### Records to use ###

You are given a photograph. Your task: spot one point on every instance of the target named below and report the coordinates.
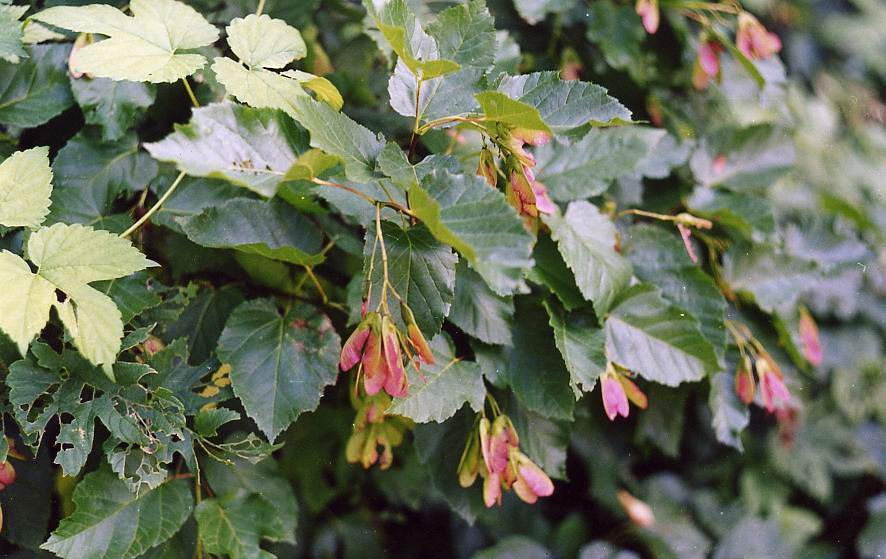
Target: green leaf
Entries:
(242, 478)
(772, 279)
(203, 319)
(515, 547)
(337, 134)
(270, 229)
(568, 107)
(462, 211)
(144, 47)
(69, 257)
(399, 27)
(207, 421)
(25, 300)
(478, 310)
(587, 167)
(247, 147)
(261, 43)
(110, 522)
(420, 269)
(74, 253)
(730, 415)
(658, 341)
(660, 258)
(192, 197)
(752, 158)
(114, 105)
(544, 440)
(551, 271)
(535, 370)
(439, 447)
(35, 90)
(748, 215)
(280, 363)
(235, 526)
(90, 176)
(581, 342)
(586, 240)
(465, 33)
(11, 34)
(25, 186)
(442, 388)
(498, 107)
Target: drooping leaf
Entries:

###

◆ Directions for this task ◆
From the first line to the last, restate the entries exactly, without pictures.

◆ Task answer ◆
You are given a photograph. Your task: spot one point on every instance of the target named below and report the coordinates.
Target: green leaf
Entries:
(242, 478)
(772, 279)
(203, 319)
(515, 547)
(337, 134)
(270, 229)
(568, 107)
(462, 211)
(144, 47)
(69, 257)
(399, 27)
(207, 421)
(25, 300)
(478, 310)
(587, 167)
(247, 147)
(261, 43)
(110, 522)
(420, 269)
(74, 253)
(730, 415)
(658, 341)
(660, 258)
(192, 197)
(752, 158)
(114, 105)
(544, 440)
(551, 271)
(535, 370)
(439, 447)
(35, 90)
(748, 215)
(280, 363)
(235, 526)
(90, 176)
(581, 342)
(586, 240)
(465, 33)
(11, 34)
(25, 186)
(442, 388)
(498, 107)
Target: drooping leaf
Entries:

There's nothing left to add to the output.